PROBLEM: Copy every row below word for word, keeping each line unchanged.

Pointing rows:
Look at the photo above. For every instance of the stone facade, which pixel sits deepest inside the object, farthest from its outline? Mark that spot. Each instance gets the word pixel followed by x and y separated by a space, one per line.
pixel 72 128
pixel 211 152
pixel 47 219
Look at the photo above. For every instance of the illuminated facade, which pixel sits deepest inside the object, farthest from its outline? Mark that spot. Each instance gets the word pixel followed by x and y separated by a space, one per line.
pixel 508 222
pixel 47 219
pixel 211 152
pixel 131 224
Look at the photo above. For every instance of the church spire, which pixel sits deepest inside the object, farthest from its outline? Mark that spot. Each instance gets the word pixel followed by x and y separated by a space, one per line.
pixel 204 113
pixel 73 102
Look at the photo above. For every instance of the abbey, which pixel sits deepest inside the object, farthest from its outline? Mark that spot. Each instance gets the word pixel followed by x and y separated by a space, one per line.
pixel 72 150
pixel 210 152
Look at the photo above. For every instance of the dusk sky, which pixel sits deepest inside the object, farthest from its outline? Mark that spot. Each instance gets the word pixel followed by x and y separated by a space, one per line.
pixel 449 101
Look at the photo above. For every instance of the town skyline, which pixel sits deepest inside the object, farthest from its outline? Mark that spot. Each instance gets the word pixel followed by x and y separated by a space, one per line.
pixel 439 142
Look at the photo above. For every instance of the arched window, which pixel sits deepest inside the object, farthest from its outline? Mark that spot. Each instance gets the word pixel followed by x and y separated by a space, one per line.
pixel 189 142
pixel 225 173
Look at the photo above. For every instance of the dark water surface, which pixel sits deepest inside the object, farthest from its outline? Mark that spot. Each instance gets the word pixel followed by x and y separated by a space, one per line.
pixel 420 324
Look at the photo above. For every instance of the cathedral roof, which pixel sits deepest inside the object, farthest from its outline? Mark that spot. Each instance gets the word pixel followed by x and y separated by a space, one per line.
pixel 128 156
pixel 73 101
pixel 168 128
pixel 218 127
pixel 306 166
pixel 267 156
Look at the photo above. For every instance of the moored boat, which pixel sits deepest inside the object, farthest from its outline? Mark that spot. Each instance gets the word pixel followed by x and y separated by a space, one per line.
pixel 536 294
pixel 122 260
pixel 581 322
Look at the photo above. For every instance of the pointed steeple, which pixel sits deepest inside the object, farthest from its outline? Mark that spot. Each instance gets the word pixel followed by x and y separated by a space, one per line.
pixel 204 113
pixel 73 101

FULL SOLUTION:
Look at the photo above. For every instance of the stone facade, which pixel sits deepest inside the object, farthest from its outline? Mark that spot. Each instance gets the word pixel followed by x and y separated by a space, one per line.
pixel 72 128
pixel 211 152
pixel 47 219
Look at the photo above. For every instance of the illuminated facade, which pixel sits deepest inside the object, farthest from its outline? Mark that spot. Each instance gets the word pixel followed by x and y separated by a space, one per line.
pixel 508 222
pixel 47 219
pixel 211 152
pixel 131 224
Look at the photo above. For every instance of the church spire, which pixel sits deepest inside the object, farthest from its outline? Mark that spot. Each instance gets the word pixel followed by x and y separated by a space, one per line.
pixel 204 113
pixel 73 102
Look at the photo above. For every instance of the abbey, which pixel sits deepest inside the object, farthest from its outline? Mark that spot. Each instance gets the word pixel followed by x and y separated by a space, one per line.
pixel 72 150
pixel 210 152
Look at the photo above. For every instance of the dusk sky, which pixel sits deepest inside the object, farthest from its outline? Mark that spot. Each instance gets the word pixel followed by x and y separated by a space, one per line.
pixel 449 101
Look at the photo above. For every instance of the town skyline, which pixel sits deepest inside the object, farthest from its outline? Mark that spot. Each instance gets the word pixel followed by x and y separated by a space, one per line.
pixel 439 142
Look at the photo above. For every instance of the arched window, which pixel sits deepest inside the object, farthest from its outline? Mark that spot. Each instance gets the word pixel followed by x and y separated by a space, one per line.
pixel 189 142
pixel 225 173
Look at the photo above. For every instance of the dark water surface, which pixel sits deepest inside the object, farthest from its outline? Mark that spot. Each instance gets the word pixel followed by x and y separated by a space, one per line.
pixel 420 324
Look at the photo above. For every instance of the cathedral roof, which pixel sits deepest inside the object, farthest from its outline? Mark that spot. Each instance gets the word pixel followed by x and y separated by a space, one per line.
pixel 128 156
pixel 73 101
pixel 168 128
pixel 218 127
pixel 306 166
pixel 267 156
Look at the photo above. For every instance of the moored boat, which pixel sits deepest inside the object, farthest from its outline? Mark that spot. Each instance gets the word pixel followed by x and y separated by a space, one per line.
pixel 536 294
pixel 122 260
pixel 581 322
Look at the photo above. For every instance of the pointed steeple, which pixel sits deepest inside the object, farthest from its outline? Mark that spot. Each instance gets the word pixel followed by x and y separated by a space, one per line.
pixel 204 113
pixel 73 101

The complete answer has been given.